*** DATA SECTION

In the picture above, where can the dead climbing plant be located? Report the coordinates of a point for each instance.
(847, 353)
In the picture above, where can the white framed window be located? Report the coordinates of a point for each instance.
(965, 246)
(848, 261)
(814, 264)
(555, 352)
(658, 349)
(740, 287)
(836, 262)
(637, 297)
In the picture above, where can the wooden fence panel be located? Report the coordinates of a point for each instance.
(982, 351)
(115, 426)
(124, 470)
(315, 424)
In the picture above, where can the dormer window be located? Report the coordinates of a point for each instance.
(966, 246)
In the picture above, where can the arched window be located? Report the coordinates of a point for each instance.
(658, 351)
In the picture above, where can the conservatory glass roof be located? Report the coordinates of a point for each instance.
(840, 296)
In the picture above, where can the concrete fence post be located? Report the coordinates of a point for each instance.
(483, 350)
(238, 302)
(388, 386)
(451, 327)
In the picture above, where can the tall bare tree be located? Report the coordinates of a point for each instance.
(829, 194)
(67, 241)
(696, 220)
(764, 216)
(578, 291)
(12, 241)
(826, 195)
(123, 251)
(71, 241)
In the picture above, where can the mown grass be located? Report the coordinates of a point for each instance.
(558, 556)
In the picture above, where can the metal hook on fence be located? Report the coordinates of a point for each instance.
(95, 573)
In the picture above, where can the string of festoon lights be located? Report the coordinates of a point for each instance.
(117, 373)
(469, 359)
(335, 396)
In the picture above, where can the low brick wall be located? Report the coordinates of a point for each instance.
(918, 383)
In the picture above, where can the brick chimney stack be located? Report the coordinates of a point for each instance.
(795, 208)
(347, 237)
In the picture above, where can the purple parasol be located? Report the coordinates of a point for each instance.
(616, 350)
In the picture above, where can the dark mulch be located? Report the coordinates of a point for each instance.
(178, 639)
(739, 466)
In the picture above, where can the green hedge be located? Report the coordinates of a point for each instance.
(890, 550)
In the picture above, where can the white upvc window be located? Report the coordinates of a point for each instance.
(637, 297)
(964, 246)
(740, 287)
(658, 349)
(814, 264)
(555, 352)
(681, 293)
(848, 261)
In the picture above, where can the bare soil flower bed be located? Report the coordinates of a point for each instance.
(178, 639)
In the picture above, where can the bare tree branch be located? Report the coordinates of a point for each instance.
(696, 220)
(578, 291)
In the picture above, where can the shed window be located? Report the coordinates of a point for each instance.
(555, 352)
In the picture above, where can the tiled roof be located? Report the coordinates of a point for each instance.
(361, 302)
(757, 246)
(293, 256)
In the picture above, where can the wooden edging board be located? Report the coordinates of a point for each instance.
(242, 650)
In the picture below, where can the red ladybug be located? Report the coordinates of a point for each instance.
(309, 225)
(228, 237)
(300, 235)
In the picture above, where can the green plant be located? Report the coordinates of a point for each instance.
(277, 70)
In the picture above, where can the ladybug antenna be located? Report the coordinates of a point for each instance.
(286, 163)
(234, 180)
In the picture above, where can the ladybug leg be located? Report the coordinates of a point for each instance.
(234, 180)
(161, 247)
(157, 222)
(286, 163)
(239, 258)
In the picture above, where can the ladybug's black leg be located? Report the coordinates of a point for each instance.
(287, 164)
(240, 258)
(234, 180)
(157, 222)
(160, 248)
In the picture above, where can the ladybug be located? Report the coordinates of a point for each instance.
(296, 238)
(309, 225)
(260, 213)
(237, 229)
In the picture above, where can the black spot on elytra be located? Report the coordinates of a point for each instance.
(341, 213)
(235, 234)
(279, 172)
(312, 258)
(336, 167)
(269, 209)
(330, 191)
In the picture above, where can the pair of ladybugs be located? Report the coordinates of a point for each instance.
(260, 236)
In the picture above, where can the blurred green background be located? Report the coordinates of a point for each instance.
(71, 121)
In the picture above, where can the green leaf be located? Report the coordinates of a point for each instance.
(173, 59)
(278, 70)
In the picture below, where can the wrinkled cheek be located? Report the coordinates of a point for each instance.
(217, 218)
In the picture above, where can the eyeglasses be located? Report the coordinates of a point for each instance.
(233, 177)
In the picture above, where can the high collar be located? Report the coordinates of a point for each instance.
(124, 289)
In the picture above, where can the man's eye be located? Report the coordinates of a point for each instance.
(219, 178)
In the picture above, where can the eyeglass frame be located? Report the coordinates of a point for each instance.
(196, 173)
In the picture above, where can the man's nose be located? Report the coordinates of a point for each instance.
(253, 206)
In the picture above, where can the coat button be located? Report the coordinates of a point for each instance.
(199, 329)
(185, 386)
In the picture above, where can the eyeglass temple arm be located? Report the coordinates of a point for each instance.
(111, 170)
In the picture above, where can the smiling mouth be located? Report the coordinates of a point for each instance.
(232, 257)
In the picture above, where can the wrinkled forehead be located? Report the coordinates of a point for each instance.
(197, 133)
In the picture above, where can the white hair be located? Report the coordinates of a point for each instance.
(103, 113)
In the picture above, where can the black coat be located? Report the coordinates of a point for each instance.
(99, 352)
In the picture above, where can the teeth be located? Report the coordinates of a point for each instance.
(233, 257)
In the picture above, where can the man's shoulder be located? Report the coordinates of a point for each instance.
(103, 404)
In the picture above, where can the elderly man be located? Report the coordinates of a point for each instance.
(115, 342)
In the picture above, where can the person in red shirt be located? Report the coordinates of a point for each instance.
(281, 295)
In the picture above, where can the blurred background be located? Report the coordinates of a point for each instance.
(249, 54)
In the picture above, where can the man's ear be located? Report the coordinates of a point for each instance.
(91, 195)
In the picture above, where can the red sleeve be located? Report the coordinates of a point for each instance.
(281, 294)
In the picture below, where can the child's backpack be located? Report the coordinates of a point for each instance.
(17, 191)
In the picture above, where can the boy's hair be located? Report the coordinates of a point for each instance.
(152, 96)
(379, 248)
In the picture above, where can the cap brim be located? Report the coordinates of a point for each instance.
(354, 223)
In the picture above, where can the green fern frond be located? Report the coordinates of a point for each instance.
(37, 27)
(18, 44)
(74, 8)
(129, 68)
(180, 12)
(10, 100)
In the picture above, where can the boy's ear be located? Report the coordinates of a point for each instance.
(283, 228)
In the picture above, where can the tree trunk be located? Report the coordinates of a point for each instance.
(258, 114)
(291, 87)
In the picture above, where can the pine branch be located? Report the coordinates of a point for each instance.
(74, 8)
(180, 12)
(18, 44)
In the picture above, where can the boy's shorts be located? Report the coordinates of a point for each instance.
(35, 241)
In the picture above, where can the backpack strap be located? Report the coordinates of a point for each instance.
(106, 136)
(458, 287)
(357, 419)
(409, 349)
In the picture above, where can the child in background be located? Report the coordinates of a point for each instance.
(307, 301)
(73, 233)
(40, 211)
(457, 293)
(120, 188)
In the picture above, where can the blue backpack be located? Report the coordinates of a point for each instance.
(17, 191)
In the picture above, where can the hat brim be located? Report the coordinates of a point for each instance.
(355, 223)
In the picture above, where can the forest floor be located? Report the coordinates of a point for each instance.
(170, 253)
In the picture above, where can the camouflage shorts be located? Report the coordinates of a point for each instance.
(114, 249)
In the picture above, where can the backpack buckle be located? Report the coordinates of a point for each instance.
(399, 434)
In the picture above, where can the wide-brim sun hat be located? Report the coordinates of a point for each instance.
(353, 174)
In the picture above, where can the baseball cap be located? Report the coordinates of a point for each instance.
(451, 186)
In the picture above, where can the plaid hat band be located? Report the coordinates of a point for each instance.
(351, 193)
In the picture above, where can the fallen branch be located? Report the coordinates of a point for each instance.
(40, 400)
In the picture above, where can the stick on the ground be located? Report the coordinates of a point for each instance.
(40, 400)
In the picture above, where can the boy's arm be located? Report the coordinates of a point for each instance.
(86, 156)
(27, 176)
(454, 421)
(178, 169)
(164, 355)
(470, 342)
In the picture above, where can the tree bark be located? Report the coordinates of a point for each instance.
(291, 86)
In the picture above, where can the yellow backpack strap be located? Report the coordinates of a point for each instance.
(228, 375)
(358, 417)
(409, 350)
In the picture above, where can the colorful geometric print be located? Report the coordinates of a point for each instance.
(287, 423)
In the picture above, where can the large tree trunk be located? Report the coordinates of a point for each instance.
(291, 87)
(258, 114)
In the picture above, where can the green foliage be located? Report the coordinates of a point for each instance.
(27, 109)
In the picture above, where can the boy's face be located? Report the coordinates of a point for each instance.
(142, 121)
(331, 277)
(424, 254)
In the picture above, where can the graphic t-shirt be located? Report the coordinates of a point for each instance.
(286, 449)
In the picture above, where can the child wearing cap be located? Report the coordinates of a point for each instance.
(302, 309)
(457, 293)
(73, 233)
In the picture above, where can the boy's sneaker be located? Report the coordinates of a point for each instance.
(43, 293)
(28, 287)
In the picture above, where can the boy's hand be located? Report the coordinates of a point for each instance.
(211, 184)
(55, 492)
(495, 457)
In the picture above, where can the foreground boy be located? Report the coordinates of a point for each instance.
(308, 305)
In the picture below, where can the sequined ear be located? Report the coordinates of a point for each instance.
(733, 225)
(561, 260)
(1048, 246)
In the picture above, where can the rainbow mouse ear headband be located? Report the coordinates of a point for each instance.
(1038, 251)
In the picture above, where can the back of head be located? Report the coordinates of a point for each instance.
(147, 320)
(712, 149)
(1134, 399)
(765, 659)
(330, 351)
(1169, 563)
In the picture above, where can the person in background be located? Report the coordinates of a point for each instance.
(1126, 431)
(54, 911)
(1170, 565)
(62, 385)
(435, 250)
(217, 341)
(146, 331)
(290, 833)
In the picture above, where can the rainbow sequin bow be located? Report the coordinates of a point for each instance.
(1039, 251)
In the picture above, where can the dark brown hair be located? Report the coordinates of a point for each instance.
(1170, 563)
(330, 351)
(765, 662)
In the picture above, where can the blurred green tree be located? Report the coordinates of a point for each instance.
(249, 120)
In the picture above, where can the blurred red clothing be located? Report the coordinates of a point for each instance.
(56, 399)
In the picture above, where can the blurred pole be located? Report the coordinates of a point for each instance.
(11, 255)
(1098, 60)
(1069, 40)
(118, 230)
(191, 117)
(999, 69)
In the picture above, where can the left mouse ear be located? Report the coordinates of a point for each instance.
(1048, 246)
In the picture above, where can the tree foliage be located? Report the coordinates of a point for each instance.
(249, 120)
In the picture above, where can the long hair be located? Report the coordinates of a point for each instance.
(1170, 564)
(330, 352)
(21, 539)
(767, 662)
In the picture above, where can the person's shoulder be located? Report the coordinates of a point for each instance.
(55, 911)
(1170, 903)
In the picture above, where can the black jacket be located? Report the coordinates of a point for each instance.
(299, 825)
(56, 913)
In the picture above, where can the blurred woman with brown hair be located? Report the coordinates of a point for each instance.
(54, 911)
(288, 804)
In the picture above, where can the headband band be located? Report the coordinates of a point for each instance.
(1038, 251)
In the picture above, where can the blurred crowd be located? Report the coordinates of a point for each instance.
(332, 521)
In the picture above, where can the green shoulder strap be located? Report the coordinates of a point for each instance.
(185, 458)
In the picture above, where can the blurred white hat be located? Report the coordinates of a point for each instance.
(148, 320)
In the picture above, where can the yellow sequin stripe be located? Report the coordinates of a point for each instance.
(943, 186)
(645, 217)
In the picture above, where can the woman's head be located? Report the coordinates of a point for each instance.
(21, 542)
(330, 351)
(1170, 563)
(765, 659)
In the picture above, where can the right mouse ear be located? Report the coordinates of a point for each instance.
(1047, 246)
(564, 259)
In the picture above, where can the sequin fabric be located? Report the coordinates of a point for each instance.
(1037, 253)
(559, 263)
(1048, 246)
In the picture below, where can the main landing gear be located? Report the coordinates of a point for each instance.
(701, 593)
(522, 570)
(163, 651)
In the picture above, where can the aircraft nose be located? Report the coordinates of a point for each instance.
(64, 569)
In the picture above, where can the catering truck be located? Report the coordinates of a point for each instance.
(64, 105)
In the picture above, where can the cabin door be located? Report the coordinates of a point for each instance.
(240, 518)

******

## WHAT THE TASK ASKS
Only the lines from the one containing "In the picture above, where can the aircraft" through the last line of the records belong in the answer, each written out exactly.

## ANSWER SECTION
In the picture above, where can the aircraft nose be located? Report the coordinates of a point for each instance.
(64, 569)
In the picture above, where can the catering truck be located? Report the coordinates of a point for each instance.
(64, 105)
In the picture above, where can the cabin door be located? Report the coordinates of a point for each instance.
(240, 518)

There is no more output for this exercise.